● PASSAGE:

The United States, China, India, the United Kingdom and Russia were the five largest spenders, together making up 62 percent of global expenditures, said the report released Monday by the Stockholm International Peace Research Institute (SIPRI), which provides data and analysis around armed conflicts.

Among the report’s key findings was the boost Russia gave to its military budget in the lead-up to the war in Ukraine. Moscow’s official military spending in 2021 increased by 2.9 percent to $65.9 billion, or just over 4 percent of Russia’s gross domestic product, according to SIPRI.

The Kremlin tapped into its high oil and gas revenues last year to fund the expenditures, said Lucie Béraud-Sudreau, director of SIPRI’s Military Expenditure and Arms Production Program. In the years following Russia’s annexation of Crimea, low energy prices and the impact of Western sanctions had hobbled Moscow’s military spending.

But in 2021, Russia repeatedly revised its “national defense” budget line, which allocates funds for operational costs and arms procurement, eventually making a 14 percent increase over its 2020 budget.

● MATERIAL SUPPLIED:

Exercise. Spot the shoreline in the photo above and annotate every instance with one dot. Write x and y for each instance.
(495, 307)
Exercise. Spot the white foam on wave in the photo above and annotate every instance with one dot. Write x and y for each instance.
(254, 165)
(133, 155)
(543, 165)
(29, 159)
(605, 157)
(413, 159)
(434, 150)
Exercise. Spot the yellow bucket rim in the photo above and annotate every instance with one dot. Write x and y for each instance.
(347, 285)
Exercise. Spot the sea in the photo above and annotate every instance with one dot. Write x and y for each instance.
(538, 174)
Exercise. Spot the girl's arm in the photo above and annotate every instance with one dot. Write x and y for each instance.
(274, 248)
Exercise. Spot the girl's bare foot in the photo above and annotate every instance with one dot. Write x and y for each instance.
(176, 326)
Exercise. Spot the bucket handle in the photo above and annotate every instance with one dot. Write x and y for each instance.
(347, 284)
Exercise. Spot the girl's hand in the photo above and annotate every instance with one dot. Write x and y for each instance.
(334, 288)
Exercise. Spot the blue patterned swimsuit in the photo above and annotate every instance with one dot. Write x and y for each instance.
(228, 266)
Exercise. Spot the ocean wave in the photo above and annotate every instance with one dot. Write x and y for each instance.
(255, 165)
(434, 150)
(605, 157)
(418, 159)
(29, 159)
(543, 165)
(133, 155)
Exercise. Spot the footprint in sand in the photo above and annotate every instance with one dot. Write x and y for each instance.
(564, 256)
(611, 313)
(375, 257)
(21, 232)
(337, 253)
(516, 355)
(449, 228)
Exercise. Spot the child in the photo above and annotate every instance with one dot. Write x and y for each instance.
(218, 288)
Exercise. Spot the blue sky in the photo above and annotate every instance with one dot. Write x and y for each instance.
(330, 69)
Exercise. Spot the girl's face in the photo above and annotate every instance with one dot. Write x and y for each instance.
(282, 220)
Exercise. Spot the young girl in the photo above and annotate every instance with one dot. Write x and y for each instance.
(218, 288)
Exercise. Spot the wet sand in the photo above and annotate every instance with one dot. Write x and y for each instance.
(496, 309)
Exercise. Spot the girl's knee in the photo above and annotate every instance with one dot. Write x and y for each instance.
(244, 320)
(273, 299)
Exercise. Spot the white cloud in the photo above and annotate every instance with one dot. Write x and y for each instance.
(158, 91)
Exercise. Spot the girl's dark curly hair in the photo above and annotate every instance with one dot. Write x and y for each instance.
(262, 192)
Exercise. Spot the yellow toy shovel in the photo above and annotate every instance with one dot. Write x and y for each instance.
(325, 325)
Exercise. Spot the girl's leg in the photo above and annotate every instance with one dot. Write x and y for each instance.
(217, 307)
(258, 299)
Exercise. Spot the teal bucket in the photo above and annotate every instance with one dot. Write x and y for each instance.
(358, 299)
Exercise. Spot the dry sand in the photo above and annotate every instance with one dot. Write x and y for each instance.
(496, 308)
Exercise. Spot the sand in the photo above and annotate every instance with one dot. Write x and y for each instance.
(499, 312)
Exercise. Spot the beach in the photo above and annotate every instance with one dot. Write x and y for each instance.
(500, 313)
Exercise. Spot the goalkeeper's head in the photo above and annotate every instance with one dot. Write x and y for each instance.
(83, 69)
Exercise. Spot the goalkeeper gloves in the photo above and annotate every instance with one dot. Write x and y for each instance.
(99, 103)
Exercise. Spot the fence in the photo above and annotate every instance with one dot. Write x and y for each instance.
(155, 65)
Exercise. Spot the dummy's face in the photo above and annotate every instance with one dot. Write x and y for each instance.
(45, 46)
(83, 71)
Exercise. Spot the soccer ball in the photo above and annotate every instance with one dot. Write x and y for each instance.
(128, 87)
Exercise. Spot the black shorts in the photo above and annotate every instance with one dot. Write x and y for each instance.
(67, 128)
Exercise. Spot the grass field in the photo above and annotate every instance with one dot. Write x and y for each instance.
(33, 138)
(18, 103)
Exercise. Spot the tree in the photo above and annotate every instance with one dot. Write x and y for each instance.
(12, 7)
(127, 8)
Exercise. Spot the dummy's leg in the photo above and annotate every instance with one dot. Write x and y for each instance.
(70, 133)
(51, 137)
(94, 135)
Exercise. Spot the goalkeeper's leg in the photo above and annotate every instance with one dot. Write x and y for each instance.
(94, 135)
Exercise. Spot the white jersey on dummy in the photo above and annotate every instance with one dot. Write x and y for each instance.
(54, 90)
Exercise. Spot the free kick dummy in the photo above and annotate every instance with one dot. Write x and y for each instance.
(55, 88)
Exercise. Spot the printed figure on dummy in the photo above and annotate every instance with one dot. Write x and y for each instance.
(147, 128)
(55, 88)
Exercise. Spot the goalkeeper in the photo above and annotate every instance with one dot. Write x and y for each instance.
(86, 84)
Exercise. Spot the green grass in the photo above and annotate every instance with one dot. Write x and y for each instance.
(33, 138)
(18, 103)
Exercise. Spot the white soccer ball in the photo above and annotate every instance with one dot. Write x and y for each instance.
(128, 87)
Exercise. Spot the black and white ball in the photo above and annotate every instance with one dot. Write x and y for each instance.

● SET OF TASKS:
1. In the military spending passage, what percentage of global expenditures did the five largest spenders account for together?
2. Reproduce the military spending passage from "The United States, China, India, the" to "according to SIPRI.".

● SOLUTIONS BY TASK:
1. Together they accounted for 62 percent of global expenditures.

2.
The United States, China, India, the United Kingdom and Russia were the five largest spenders, together making up 62 percent of global expenditures, said the report released Monday by the Stockholm International Peace Research Institute (SIPRI), which provides data and analysis around armed conflicts.

Among the report’s key findings was the boost Russia gave to its military budget in the lead-up to the war in Ukraine. Moscow’s official military spending in 2021 increased by 2.9 percent to $65.9 billion, or just over 4 percent of Russia’s gross domestic product, according to SIPRI.